■ DESCRIPTION OF THE TASK: In the data below, the answer is the run of lines from the line containing "Could you locate the dark" through the line containing "Could you locate the stone block", both included; print it exactly and nothing else.

[Source data]
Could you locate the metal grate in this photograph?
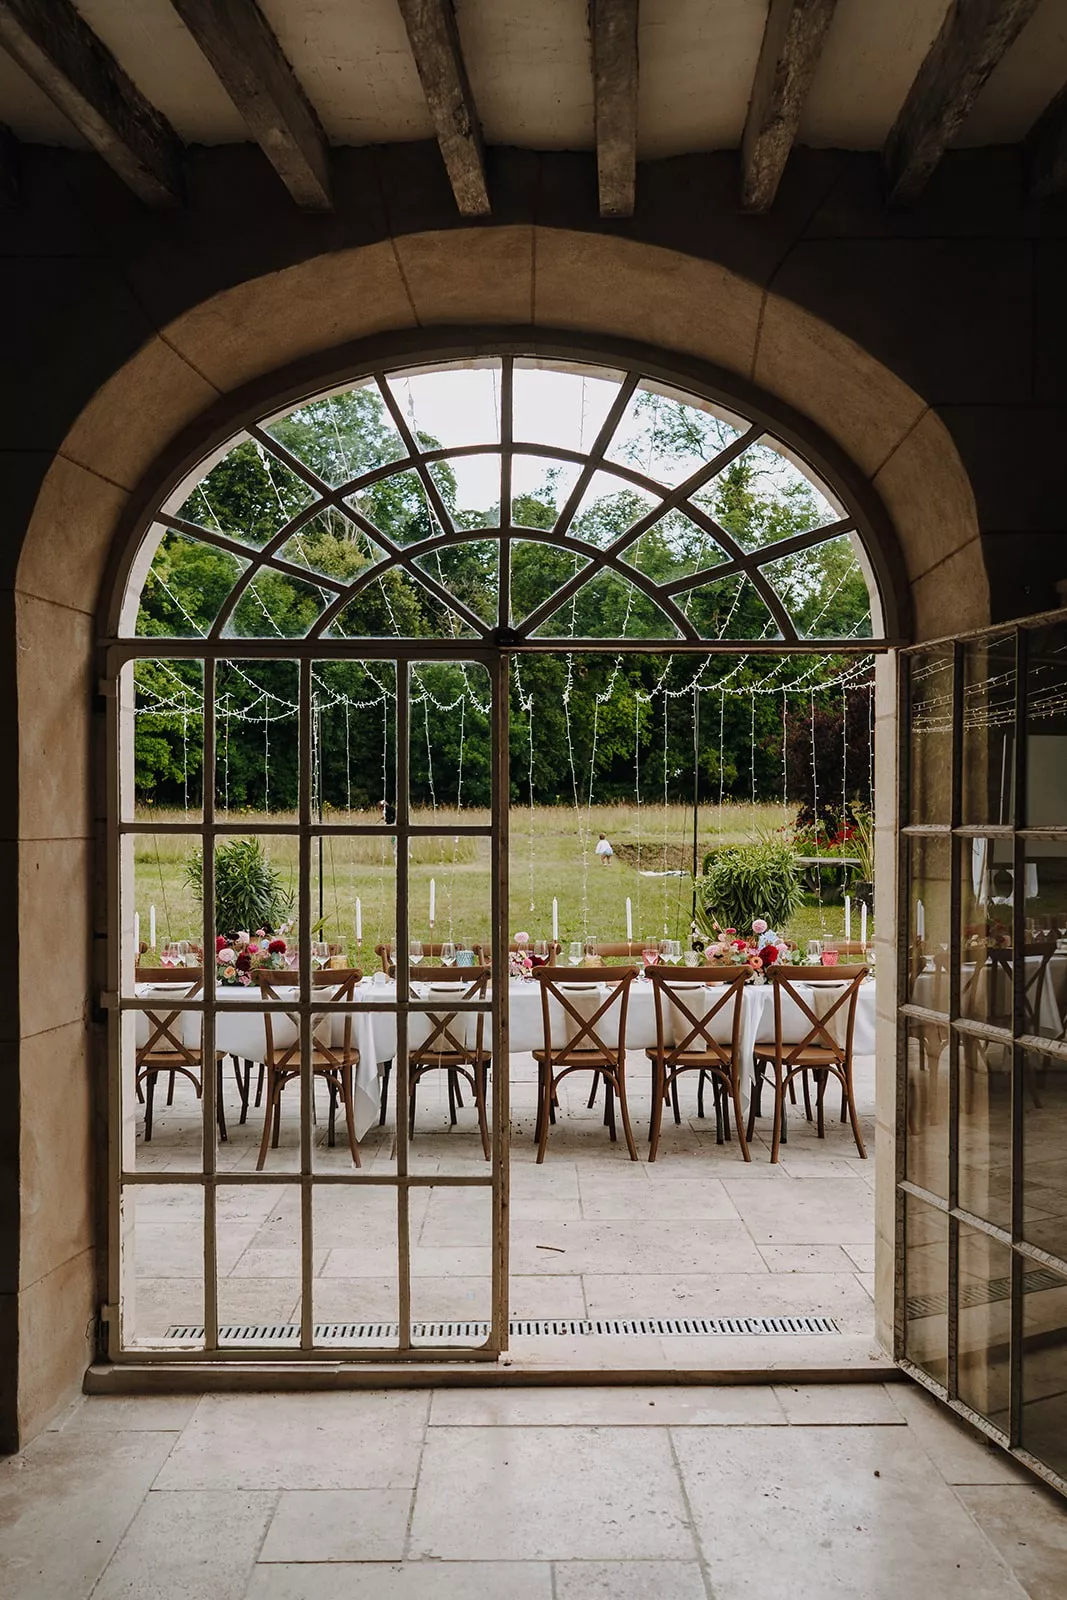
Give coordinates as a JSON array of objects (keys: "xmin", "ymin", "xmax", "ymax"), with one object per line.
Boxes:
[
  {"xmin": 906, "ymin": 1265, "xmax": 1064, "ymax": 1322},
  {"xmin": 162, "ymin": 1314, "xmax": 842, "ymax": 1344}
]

---

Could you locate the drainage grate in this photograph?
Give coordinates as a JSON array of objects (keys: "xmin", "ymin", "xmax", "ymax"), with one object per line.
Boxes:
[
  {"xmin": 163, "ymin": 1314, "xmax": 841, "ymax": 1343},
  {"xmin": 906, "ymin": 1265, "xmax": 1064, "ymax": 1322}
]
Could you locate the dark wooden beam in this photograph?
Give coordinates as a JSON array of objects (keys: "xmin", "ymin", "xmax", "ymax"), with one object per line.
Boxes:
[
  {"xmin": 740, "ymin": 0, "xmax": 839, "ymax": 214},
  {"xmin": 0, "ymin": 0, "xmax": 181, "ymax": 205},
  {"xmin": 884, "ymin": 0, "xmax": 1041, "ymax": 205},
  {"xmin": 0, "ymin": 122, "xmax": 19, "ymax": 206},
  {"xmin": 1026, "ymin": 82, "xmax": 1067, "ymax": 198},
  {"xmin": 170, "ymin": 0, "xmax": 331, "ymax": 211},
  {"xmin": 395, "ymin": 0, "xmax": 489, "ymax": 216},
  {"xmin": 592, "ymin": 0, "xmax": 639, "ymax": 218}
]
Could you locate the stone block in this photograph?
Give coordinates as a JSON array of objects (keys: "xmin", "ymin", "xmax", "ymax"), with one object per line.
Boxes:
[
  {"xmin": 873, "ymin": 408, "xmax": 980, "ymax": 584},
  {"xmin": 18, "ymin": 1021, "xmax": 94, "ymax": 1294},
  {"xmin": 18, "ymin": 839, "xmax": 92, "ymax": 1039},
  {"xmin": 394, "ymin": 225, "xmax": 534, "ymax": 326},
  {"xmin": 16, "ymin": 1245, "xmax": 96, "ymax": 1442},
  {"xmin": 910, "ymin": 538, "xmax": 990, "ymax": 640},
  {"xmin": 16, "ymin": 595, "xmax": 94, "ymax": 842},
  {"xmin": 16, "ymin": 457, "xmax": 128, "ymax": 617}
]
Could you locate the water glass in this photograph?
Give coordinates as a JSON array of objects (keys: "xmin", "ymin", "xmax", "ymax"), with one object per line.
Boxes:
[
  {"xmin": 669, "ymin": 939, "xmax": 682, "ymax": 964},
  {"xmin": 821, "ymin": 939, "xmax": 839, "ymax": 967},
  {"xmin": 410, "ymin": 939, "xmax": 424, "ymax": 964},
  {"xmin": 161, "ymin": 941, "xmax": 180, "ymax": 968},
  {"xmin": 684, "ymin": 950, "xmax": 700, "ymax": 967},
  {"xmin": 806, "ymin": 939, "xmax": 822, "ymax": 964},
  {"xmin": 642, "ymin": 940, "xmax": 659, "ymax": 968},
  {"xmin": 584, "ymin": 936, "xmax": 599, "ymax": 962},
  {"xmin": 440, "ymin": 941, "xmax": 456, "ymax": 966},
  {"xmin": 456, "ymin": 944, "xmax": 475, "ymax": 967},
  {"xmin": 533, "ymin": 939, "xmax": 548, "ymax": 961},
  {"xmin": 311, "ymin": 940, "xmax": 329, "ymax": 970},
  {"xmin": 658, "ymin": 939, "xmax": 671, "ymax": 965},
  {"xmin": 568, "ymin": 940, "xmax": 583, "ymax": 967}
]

---

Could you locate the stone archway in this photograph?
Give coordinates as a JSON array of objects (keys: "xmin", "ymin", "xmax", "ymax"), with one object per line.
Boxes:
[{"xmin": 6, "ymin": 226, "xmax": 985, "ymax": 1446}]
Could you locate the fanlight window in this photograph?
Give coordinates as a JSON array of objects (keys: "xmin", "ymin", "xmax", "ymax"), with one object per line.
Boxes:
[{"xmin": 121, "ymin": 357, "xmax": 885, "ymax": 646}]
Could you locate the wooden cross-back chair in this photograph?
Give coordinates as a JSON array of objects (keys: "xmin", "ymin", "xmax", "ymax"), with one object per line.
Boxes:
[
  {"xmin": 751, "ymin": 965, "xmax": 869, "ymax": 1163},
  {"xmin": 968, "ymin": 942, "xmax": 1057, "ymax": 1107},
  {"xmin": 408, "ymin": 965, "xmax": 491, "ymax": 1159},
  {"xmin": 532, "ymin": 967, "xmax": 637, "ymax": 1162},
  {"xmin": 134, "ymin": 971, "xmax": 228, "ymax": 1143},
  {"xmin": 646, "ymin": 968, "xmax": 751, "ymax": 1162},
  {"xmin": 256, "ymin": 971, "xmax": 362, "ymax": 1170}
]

■ TASK RESULT:
Could you locate the dark wooden beam in this photograph?
Give coordinates as a JSON array of objects (keys: "xmin", "ymin", "xmax", "ymax"), with one object per line.
Boxes:
[
  {"xmin": 740, "ymin": 0, "xmax": 839, "ymax": 214},
  {"xmin": 0, "ymin": 0, "xmax": 181, "ymax": 205},
  {"xmin": 884, "ymin": 0, "xmax": 1041, "ymax": 205},
  {"xmin": 0, "ymin": 122, "xmax": 19, "ymax": 206},
  {"xmin": 1026, "ymin": 82, "xmax": 1067, "ymax": 198},
  {"xmin": 170, "ymin": 0, "xmax": 331, "ymax": 211},
  {"xmin": 395, "ymin": 0, "xmax": 489, "ymax": 216},
  {"xmin": 592, "ymin": 0, "xmax": 639, "ymax": 218}
]
Could you locate the stone block in this photograph?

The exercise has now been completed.